ACTION ITEM → Exactly as given, transcribe each entry that follows.
━━━ INPUT RECORDS ━━━
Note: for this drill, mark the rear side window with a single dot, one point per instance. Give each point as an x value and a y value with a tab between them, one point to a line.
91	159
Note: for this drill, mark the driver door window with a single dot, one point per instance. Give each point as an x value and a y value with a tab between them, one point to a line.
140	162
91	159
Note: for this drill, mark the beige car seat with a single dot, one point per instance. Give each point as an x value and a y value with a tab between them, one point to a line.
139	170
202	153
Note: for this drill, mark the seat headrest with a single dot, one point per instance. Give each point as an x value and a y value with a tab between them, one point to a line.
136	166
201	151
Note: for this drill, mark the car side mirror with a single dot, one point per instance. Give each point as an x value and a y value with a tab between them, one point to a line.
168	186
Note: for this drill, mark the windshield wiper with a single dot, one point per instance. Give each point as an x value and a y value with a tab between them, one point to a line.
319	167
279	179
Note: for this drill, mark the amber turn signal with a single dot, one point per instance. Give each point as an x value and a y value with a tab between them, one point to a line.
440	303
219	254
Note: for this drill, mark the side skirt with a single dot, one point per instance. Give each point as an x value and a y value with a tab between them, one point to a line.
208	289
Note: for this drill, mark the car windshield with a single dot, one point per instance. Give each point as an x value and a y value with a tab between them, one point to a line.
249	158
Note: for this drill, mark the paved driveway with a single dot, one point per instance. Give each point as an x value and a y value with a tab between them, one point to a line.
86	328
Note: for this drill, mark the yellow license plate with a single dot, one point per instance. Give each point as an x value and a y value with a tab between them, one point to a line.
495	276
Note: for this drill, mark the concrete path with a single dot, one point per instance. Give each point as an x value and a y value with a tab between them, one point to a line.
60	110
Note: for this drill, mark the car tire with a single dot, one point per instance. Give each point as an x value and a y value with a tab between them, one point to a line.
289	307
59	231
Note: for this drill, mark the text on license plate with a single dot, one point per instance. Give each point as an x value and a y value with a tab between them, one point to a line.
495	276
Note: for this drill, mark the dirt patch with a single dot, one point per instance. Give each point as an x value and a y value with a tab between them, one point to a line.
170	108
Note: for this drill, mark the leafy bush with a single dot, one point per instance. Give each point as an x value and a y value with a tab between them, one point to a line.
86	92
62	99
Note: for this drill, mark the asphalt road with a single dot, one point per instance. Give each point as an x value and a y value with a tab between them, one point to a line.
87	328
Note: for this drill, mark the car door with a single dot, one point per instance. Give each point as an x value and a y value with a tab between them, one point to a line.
━━━
OUTPUT OF THE TASK →
Note: for this drill, mark the rear side window with a single dot, one point per instance. Give each point as an x value and a y value with a tab between them, one point to a line.
91	159
Note: for this drill, mark the driver door window with a single dot, one point per instance. Give each point as an x value and a y value with a tab between them, one point to a line.
140	162
91	159
Note: for this drill, mark the beige car seat with a single dot, one point per instance. Give each point as an x value and a y value with a tab between them, one point to a line.
139	170
202	153
Note: for this drill, mark the seat headrest with a single dot, one point per instance. Give each point as an x value and a y value with a tab between them, one point to a line.
136	166
201	151
Note: for this drill, mark the car side mirror with a single dot, one point per instance. Give each point as an x value and a y value with a tab between them, one point to a line.
168	186
Note: for this drill, mark the windshield wiper with a single dot, one point per instance. Give each point as an x value and a y value with a tab between them, one point to a line.
319	167
279	179
Note: for this drill, mark the amber turn signal with a single dot, one point per instance. Give each point as an x value and a y value with a tab between them, one point to a line.
440	303
219	254
Note: for this drill, mark the side skirt with a single dot, one point per instance. Give each point as an x value and a y value with a tab between them, one point to a line.
208	289
Note: for this drill, mark the car windshield with a single dot, one point per instance. Give each point as an x value and a y value with a tab between them, one point to a line.
249	158
Note: for this drill, mark the paved driveway with a single dot, one point per instance. Give each point as an x value and a y value with a tab between them, one point to a line.
86	328
Note: for this drill, mark the yellow license plate with a single dot, one point per instance. Give each point as an x value and a y value with a tab between them, one point to a line.
495	276
Note: for this drill, mark the concrete path with a single dot, one point per instance. Give each point as an x value and a y value with a tab between them, one point to a line.
60	110
Note: for this drill, mark the car tire with a single dot, one point per instance. Give each point as an x value and a y value with a tab between them, one point to a line.
289	307
59	231
Note: for this drill, mark the text on license plate with a single dot, one point per instance. Give each point as an x value and a y value with a tab between them, one point to a line.
495	276
Note: for this drill, mark the dirt patch with a single dot, one point per instance. Give each point as an x value and a y value with a tab between them, one point to a line.
170	108
Note: for this drill, mark the leafy bush with a single dot, one point per instance. Give each point as an x value and a y value with a tab between them, one point to a line.
86	92
62	99
Note: for this drill, mark the asphalt road with a single dot, one point per instance. Give each point as an x value and a y value with a tab between them, one point to a line.
87	328
Note: for this drill, mark the car door with a single dot, one point per instance. Give each point as an x value and a y value with a tab between them, one point to a line.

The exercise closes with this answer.